■ Stated exercise: Rewrite every line of the listing below as a JSON list of strings, one string per line, leaving out any blank lines.

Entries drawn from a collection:
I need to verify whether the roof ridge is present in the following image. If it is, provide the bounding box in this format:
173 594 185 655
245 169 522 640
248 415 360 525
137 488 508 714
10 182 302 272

■ Solution:
[
  "I need to verify whether the roof ridge is present in the following image. If it is, provide the bounding box in this format:",
  "173 594 185 655",
  "245 169 522 640",
  "248 415 360 525",
  "137 488 508 714",
  "10 182 302 272"
]